Rewrite the lines below, putting "roof beam" wherever "ceiling beam" appears and leaving everything else unchanged.

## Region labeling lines

########

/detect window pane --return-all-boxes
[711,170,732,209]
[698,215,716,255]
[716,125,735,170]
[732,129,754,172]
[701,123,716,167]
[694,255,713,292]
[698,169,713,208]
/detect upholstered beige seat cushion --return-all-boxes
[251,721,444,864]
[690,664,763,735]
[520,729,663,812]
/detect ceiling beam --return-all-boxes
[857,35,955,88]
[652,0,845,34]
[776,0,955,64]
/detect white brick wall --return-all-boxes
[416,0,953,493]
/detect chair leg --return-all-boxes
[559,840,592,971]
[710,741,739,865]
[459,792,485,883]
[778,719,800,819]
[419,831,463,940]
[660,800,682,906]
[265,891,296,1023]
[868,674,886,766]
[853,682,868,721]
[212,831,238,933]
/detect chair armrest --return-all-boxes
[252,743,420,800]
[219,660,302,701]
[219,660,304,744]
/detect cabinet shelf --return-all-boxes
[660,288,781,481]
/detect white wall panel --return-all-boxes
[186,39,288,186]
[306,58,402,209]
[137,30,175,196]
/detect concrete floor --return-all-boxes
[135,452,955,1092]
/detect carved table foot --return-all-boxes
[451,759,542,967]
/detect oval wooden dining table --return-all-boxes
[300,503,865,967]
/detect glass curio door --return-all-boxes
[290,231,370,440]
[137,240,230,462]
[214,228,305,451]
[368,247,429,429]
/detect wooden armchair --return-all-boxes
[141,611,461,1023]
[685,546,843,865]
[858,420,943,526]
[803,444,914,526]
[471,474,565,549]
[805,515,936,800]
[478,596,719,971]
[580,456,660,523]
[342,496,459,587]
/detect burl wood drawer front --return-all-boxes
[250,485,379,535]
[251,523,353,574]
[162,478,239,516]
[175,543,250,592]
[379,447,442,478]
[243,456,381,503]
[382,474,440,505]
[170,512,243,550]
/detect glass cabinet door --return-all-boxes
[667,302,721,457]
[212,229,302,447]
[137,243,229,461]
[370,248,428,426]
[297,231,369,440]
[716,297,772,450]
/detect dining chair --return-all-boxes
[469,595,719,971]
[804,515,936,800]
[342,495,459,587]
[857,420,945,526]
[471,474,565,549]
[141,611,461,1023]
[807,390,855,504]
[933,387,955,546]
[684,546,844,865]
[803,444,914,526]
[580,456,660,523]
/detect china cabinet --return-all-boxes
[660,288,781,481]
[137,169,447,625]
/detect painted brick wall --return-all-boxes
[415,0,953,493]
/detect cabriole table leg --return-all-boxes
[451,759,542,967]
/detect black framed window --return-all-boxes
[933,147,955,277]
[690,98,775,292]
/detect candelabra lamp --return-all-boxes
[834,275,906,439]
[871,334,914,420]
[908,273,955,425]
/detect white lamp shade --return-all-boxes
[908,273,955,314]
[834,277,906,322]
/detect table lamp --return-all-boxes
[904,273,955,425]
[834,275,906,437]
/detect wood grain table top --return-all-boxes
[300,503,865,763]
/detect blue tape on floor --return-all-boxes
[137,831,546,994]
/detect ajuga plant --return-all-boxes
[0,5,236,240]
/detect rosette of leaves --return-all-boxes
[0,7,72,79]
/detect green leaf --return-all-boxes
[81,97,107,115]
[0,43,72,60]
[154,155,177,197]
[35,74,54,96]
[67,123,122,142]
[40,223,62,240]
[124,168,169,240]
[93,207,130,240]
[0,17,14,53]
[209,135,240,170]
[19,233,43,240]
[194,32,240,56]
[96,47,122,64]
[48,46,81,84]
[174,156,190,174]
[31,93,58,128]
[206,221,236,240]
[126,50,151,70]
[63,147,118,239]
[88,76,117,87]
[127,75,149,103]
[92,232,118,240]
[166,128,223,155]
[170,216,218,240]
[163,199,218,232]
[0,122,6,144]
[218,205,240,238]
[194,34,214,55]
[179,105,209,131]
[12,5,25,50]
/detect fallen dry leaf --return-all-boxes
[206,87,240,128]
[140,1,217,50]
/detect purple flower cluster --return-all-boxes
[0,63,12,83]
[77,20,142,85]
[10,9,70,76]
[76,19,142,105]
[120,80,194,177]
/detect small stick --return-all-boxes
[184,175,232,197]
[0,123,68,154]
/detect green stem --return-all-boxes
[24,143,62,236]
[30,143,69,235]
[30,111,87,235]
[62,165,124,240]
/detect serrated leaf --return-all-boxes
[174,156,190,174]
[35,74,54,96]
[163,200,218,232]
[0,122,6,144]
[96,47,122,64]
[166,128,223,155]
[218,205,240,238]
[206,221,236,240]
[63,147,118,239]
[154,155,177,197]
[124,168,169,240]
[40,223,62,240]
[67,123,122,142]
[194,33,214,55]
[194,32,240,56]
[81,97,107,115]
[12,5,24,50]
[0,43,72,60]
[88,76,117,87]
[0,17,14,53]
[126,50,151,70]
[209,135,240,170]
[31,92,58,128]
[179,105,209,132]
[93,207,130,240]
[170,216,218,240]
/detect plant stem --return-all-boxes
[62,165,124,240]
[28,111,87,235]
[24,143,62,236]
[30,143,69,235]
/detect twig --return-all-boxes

########

## Solution to the problem
/detect window pane --return-all-boxes
[711,170,732,209]
[698,215,716,255]
[716,125,735,170]
[732,129,754,172]
[701,123,716,167]
[694,255,713,292]
[698,169,713,208]
/detect upholstered beige seat cushion --return-all-boxes
[251,721,444,864]
[690,664,763,735]
[520,729,663,812]
/detect roof beam --return-all-boxes
[857,35,955,88]
[652,0,845,34]
[776,0,955,64]
/detect white brick wall --return-all-boxes
[416,0,953,493]
/detect chair leg --return-all-boxes
[559,840,592,971]
[710,741,739,865]
[459,792,485,883]
[778,719,800,819]
[419,831,463,940]
[660,800,682,906]
[265,891,296,1023]
[868,674,886,766]
[853,682,868,721]
[212,831,238,933]
/detect chair armrest --return-all-boxes
[252,743,420,800]
[219,660,302,701]
[219,660,304,744]
/detect cabinet shelf --return-all-boxes
[660,288,781,481]
/detect white wall panel --return-all-boxes
[186,39,288,186]
[306,58,402,209]
[137,30,175,196]
/detect concrete floor --return-all-boxes
[135,452,955,1092]
/detect carved table foot --return-all-boxes
[451,759,542,967]
/detect oval wooden dining table --return-all-boxes
[300,503,865,967]
/detect glass curio door --return-all-boxes
[290,231,370,440]
[137,240,230,462]
[214,228,305,451]
[368,247,429,429]
/detect wooden armchair --return-all-boxes
[141,611,461,1023]
[685,546,843,865]
[858,420,943,526]
[803,444,914,526]
[471,474,565,549]
[805,515,936,800]
[478,596,719,971]
[580,456,660,523]
[342,496,459,587]
/detect burl wood drawer front --return-all-boxes
[250,485,379,535]
[251,523,353,574]
[162,478,239,516]
[175,543,250,592]
[379,447,442,478]
[243,456,381,503]
[382,474,440,505]
[170,512,243,550]
/detect glass cabinet door --return-all-boxes
[667,302,721,457]
[212,229,302,447]
[137,243,229,461]
[370,248,428,426]
[297,231,369,440]
[716,297,772,450]
/detect dining chair --return-all-boxes
[469,595,719,971]
[804,515,936,800]
[342,495,459,587]
[857,420,945,526]
[471,474,565,549]
[141,611,461,1023]
[807,390,855,504]
[933,387,955,546]
[684,546,844,865]
[803,444,914,526]
[580,456,660,523]
/detect china cabinet --return-all-boxes
[660,288,781,481]
[137,169,447,625]
/detect painted brick wall --return-all-boxes
[415,0,953,493]
/detect cabriole table leg --return-all-boxes
[451,759,542,967]
/detect black framed window --return-all-boxes
[933,147,955,277]
[690,98,775,292]
/detect candelabra lamp --return-all-boxes
[834,275,906,439]
[871,334,914,420]
[908,273,955,425]
/detect white lamp shade --return-all-boxes
[908,273,955,314]
[834,277,906,322]
/detect table lamp --return-all-boxes
[904,273,955,425]
[834,275,906,437]
/detect wood grain table top --return-all-boxes
[300,503,865,763]
/detect blue tape on floor --return-all-boxes
[137,831,546,994]
/detect ajuga plant --return-all-boxes
[0,5,236,240]
/detect rosette of leaves --return-all-boxes
[0,7,72,79]
/detect green leaf --return-all-boxes
[81,97,107,115]
[0,43,72,60]
[154,155,177,197]
[35,74,54,96]
[67,123,122,142]
[40,223,62,240]
[124,168,169,240]
[93,207,130,240]
[0,17,14,53]
[209,135,240,170]
[19,233,43,240]
[194,32,240,56]
[96,47,122,64]
[48,46,81,84]
[174,156,190,174]
[31,93,58,128]
[206,221,236,240]
[126,50,151,70]
[63,147,118,239]
[88,76,117,87]
[127,75,149,103]
[92,232,118,240]
[166,128,223,155]
[170,216,218,240]
[163,199,218,232]
[0,122,6,144]
[218,205,240,238]
[194,34,214,55]
[179,105,209,131]
[12,5,25,50]
/detect fallen dry leaf --return-all-boxes
[206,87,240,128]
[140,1,217,50]
/detect purple flower cluster --return-all-boxes
[0,63,12,83]
[77,20,142,85]
[10,9,70,76]
[76,19,142,105]
[120,80,194,177]
/detect small stick --return-all-boxes
[184,175,232,197]
[0,123,68,154]
/detect green stem --return-all-boxes
[24,143,62,236]
[30,143,69,235]
[30,111,87,235]
[62,165,124,240]
/detect serrated leaf --return-all-boxes
[174,156,190,174]
[35,74,54,96]
[163,200,218,232]
[0,122,6,144]
[96,47,122,64]
[166,128,223,155]
[218,205,240,238]
[206,221,236,240]
[63,147,118,239]
[154,155,177,197]
[124,168,169,240]
[40,223,62,240]
[67,123,122,142]
[194,33,214,55]
[194,32,240,56]
[81,97,107,115]
[12,5,24,50]
[0,43,72,60]
[88,76,117,87]
[0,17,14,53]
[126,50,151,70]
[209,135,240,170]
[31,92,58,128]
[179,105,209,132]
[93,207,130,240]
[170,216,218,240]
/detect plant stem --return-all-boxes
[62,165,124,240]
[28,111,87,235]
[24,143,62,236]
[30,143,69,235]
/detect twig --return-all-boxes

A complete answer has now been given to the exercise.